• BRIEF
Rewrite the part of the records that opens with the line containing "for the sky?" and closes with the line containing "[129,70,151,99]", substituting "coat" for "jacket" and leaving everything else as it is.

• Bounding-box records

|---|

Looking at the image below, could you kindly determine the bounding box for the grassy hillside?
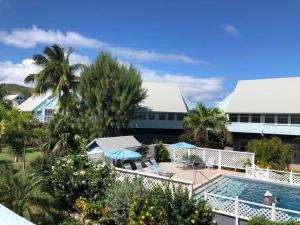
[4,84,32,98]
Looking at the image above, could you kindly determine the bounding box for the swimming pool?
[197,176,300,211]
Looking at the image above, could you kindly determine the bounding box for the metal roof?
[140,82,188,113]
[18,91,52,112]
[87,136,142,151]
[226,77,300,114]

|---|

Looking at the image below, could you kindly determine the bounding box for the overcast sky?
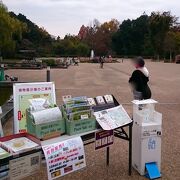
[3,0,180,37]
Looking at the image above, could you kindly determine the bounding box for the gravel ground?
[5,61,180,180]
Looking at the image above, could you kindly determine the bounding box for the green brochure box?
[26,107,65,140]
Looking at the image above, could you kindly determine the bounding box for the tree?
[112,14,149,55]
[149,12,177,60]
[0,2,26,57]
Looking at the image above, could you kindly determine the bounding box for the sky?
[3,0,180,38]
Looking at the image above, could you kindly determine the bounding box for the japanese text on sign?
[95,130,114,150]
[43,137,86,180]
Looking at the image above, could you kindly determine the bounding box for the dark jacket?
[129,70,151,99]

|---|

• REPLY TO THE EXERCISE
Looking at the image above, could you kindly determine the bounding box for the sky?
[3,0,180,38]
Looking at the image above, could you kindly determine the bounding box for the japanese text on sign?
[95,130,114,150]
[43,137,86,180]
Looking at the image above, could you kindly determine the bounding box for the dark coat?
[129,70,151,99]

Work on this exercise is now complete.